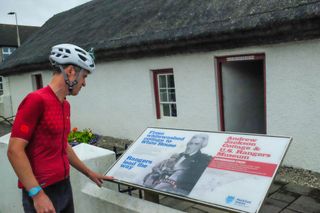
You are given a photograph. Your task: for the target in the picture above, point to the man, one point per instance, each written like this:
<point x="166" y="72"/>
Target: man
<point x="187" y="169"/>
<point x="38" y="149"/>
════════
**Written request**
Could you put every line of the rows above into a numbered list, skipping blank lines and leaving out the pictures?

**Task response**
1. You are given a photograph. Your task: for the target in the picture above, point to the man, one point per instance, each written like this:
2. <point x="166" y="72"/>
3. Target: man
4. <point x="187" y="169"/>
5. <point x="38" y="149"/>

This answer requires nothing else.